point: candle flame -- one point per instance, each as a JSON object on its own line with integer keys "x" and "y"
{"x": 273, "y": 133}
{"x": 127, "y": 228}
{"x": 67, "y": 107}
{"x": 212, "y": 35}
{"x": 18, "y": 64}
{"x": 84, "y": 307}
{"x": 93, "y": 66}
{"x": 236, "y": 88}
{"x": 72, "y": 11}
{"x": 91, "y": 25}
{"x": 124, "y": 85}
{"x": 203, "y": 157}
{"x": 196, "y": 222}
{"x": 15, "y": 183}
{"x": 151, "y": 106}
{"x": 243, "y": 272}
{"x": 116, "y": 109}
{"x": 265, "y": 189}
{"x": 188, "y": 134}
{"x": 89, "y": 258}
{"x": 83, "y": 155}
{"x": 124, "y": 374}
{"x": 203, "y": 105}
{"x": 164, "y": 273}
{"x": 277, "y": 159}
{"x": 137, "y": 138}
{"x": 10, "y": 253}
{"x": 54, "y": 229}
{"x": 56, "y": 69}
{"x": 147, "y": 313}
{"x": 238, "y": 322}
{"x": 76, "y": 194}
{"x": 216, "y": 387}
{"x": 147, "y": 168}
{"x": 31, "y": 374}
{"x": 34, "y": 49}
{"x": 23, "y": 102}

※ ※ ※

**PROBLEM REQUIREMENTS**
Each record above should be retyped in full, exactly as shown.

**EXERCISE SOLUTION**
point: candle flame -- one point per instance, each as a JSON object on its own line with integer keys "x" and "y"
{"x": 273, "y": 133}
{"x": 127, "y": 228}
{"x": 67, "y": 107}
{"x": 212, "y": 35}
{"x": 18, "y": 64}
{"x": 84, "y": 307}
{"x": 93, "y": 66}
{"x": 236, "y": 88}
{"x": 72, "y": 11}
{"x": 91, "y": 25}
{"x": 124, "y": 85}
{"x": 203, "y": 157}
{"x": 196, "y": 222}
{"x": 15, "y": 183}
{"x": 151, "y": 106}
{"x": 243, "y": 272}
{"x": 116, "y": 109}
{"x": 265, "y": 189}
{"x": 188, "y": 134}
{"x": 89, "y": 258}
{"x": 83, "y": 155}
{"x": 124, "y": 374}
{"x": 203, "y": 105}
{"x": 164, "y": 273}
{"x": 277, "y": 159}
{"x": 137, "y": 138}
{"x": 10, "y": 253}
{"x": 54, "y": 229}
{"x": 56, "y": 69}
{"x": 147, "y": 313}
{"x": 238, "y": 322}
{"x": 76, "y": 194}
{"x": 216, "y": 387}
{"x": 147, "y": 168}
{"x": 31, "y": 374}
{"x": 34, "y": 49}
{"x": 23, "y": 102}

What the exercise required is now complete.